EXERCISE PASSAGE:
┄┄┄┄┄┄

Fruit: we humans think it's the very definition of nature's bounty, and ever since that first forbidden apple fruit has been considered luscious and desirable. But fruit isn't here to please or tempt us, instead we animals are here to serve it. Wolfgang Stuppy and Rob Kesseler's book Fruit: Edible, Inedible, Incredible reveals the host of clever tricks fruiting plants have developed to spread their seeds, including enticements, disguise, and aerodynamic engineering.
The book also revels in the "bewildering diversity" of fruit through photos stitched together from scanning electron microscope images. The fruit of the scarlet pimpernel plant, shown here, opens with a neatly hinged lid. Passing animals snag on the stiff outgrowth at the tip of the lid, which triggers the spilling of seeds.
This flower bud of the winter's bark tree, native to Central and South America, gracefully displays all the elements of the fruit process ahead of it. The orange structures, called carpels, will swell into fruit when the flower is pollinated. The longitudinally sliced carpel in the middle reveals the ovules inside, which will develop into seeds. Towards the edge of the flower bud the pollen sacs are visible, with tiny pollen grains inside.
The carpel protects the ovules, as the fruit later protects the seed. Wolfgang Stuppy writes that this gives fruiting plants tremendous evolutionary advantages over "naked seed" plants, or gymnosperms, like conifers and Ginkgos.
Once a fruit has grown to maturity, the next step is to find a way to head off into the world, where its seeds may take root in distant landscapes, strengthening the species by allowing for the exchange of genes between different populations.

┄┄┄┄┄┄

DATASET EXTRACT:

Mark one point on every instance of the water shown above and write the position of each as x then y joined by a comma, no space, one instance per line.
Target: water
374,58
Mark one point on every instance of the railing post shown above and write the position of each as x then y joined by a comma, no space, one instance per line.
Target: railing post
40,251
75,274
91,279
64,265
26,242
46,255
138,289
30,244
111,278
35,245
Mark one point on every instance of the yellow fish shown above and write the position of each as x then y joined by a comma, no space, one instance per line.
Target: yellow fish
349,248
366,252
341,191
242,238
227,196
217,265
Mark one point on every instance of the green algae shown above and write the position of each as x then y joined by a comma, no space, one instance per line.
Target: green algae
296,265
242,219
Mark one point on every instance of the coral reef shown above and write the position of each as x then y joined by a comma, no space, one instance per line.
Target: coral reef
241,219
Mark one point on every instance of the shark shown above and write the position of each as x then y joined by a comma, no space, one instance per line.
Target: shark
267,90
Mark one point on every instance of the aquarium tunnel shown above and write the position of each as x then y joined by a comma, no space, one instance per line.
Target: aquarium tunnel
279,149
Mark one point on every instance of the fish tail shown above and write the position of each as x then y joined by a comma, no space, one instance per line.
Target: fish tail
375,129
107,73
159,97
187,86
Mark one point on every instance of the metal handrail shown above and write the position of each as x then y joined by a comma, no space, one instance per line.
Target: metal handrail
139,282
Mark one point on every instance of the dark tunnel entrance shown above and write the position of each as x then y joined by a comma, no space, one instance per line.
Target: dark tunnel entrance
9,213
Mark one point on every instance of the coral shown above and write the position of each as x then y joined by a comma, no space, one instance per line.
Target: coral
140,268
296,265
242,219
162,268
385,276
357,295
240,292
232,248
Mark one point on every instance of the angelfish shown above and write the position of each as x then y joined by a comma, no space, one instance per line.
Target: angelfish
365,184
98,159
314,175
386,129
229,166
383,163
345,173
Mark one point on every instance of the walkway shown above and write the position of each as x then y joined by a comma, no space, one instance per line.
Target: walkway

┄┄┄┄┄┄

Please write out the entire passage about fruit and seed dispersal word for word. Rely only on the passage about fruit and its seeds.

RESULT:
Fruit: we humans think it's the very definition of nature's bounty, and ever since that first forbidden apple fruit has been considered luscious and desirable. But fruit isn't here to please or tempt us, instead we animals are here to serve it. Wolfgang Stuppy and Rob Kesseler's book Fruit: Edible, Inedible, Incredible reveals the host of clever tricks fruiting plants have developed to spread their seeds, including enticements, disguise, and aerodynamic engineering.
The book also revels in the "bewildering diversity" of fruit through photos stitched together from scanning electron microscope images. The fruit of the scarlet pimpernel plant, shown here, opens with a neatly hinged lid. Passing animals snag on the stiff outgrowth at the tip of the lid, which triggers the spilling of seeds.
This flower bud of the winter's bark tree, native to Central and South America, gracefully displays all the elements of the fruit process ahead of it. The orange structures, called carpels, will swell into fruit when the flower is pollinated. The longitudinally sliced carpel in the middle reveals the ovules inside, which will develop into seeds. Towards the edge of the flower bud the pollen sacs are visible, with tiny pollen grains inside.
The carpel protects the ovules, as the fruit later protects the seed. Wolfgang Stuppy writes that this gives fruiting plants tremendous evolutionary advantages over "naked seed" plants, or gymnosperms, like conifers and Ginkgos.
Once a fruit has grown to maturity, the next step is to find a way to head off into the world, where its seeds may take root in distant landscapes, strengthening the species by allowing for the exchange of genes between different populations.